**O que fazer:**
Indique se cada afirmação concorda com o texto sobre o Porto Verão Alegre, respondendo sim ou não e citando literalmente as palavras do texto que decidem: 1. A edição 2021 do festival é totalmente online. 2. Angela Dippe planejava passar seis meses em Torres. 3. Foi San Lopez quem sugeriu a Dippe criar um stand-up.

**Texto para análise:**
A edição 2021 do Porto Verão Alegre termina na próxima terça-feira (22/6). Totalmente online, o festival marca presença com sua tradicional pluralidade de atrações, entre as quais se destacam montagens com protagonismo feminino em temáticas, textos, direções e atuações. Três delas entram em cartaz a partir desta sexta-feira (18/6): Protocolo Sexual Pandêmico, A Espessura da Vida e Frida Kahlo, à Revolução!, cujos detalhes você fica sabendo abaixo.

“Protocolo Sexual Pandêmico”: do confinamento em Torres para as redes e os palcos

Angela Dippe. Foto: Illan Suarez

Em março de 2020, a atriz Angela Dippe foi visitar a mãe em Torres, com planos de passar uma semana no litoral gaúcho. Veio a pandemia, e a temporada acabou se alongando por seis meses. Durante o confinamento, Dippe participou de uma live em que conheceu o produtor San Lopez, quem lhe sugeriu criar um stand-up abordando hábitos sexuais e outras questões relacionadas ao isolamento social.

**Dados de origem:**
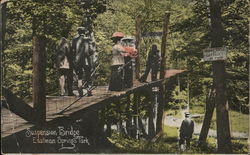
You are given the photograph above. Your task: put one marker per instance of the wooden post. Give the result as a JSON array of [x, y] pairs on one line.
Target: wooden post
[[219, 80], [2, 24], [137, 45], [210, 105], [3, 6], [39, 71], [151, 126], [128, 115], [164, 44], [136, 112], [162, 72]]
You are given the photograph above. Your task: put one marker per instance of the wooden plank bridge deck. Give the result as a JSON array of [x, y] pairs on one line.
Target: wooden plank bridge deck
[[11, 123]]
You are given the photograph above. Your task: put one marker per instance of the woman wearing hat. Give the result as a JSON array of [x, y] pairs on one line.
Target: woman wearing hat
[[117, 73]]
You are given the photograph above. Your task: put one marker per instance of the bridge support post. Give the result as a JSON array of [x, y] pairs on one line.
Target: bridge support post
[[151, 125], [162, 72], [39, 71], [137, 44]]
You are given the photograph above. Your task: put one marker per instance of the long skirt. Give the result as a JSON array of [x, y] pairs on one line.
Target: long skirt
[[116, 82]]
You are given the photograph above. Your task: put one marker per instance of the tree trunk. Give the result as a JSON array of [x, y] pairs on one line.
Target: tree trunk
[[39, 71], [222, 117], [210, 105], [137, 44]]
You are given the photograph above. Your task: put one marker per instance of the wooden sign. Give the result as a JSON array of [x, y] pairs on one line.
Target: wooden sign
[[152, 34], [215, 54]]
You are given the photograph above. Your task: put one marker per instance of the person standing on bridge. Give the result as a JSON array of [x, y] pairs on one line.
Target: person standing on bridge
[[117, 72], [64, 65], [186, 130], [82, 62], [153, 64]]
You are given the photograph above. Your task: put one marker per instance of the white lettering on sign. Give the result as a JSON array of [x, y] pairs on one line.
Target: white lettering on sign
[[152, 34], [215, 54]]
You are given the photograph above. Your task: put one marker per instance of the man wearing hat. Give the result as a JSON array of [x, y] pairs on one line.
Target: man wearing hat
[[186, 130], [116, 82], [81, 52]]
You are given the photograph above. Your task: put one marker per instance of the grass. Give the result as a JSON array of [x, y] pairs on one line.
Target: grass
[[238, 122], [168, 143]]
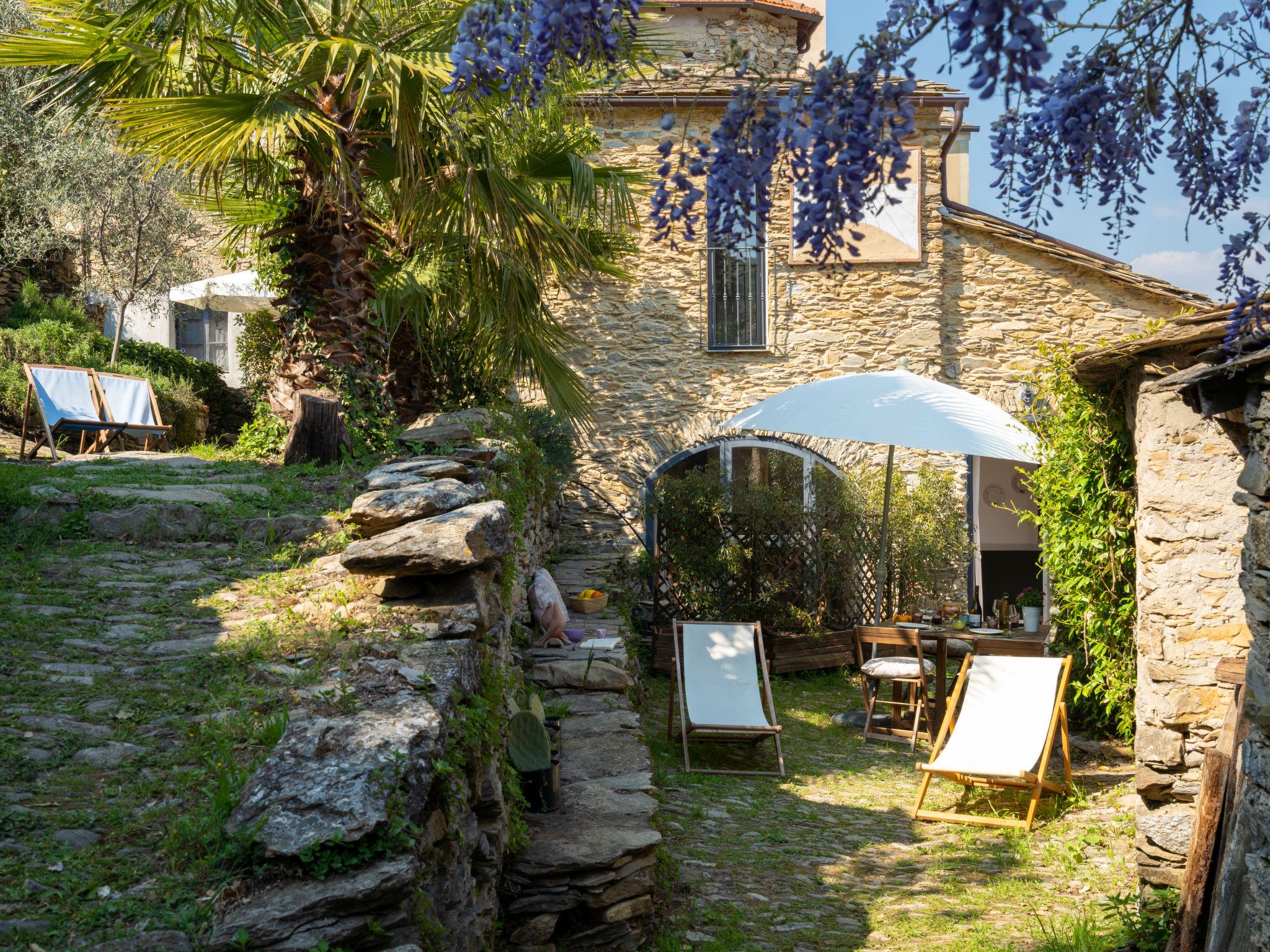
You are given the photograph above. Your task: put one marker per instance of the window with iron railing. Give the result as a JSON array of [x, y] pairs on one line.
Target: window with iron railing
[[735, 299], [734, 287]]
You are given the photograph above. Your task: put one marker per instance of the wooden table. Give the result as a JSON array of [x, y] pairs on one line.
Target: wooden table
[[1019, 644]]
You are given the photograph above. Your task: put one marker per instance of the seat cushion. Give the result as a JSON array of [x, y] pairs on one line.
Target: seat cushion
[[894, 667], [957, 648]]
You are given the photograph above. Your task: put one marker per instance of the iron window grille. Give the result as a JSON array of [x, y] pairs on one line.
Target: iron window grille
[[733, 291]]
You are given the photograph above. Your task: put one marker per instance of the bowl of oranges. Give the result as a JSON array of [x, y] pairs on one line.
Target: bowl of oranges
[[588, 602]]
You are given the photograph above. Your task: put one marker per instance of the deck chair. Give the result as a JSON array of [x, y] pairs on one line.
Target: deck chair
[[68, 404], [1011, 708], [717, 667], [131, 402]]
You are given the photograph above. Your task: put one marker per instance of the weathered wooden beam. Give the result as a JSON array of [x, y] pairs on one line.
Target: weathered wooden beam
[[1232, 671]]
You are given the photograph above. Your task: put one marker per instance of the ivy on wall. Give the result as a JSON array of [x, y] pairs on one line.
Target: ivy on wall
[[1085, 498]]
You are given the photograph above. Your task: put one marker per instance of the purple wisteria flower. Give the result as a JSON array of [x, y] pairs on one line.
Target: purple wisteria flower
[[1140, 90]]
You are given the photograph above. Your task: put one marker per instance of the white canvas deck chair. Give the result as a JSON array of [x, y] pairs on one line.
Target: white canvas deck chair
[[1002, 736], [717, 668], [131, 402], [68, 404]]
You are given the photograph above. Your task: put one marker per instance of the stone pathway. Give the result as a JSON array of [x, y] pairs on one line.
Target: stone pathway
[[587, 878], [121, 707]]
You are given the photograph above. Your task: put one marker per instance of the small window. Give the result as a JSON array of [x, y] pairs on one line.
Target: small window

**Solução:**
1. Sim: "Totalmente online, o festival marca presença com sua tradicional pluralidade de atrações"
2. Não: "com planos de passar uma semana no litoral gaúcho"
3. Sim: "o produtor San Lopez, quem lhe sugeriu criar um stand-up"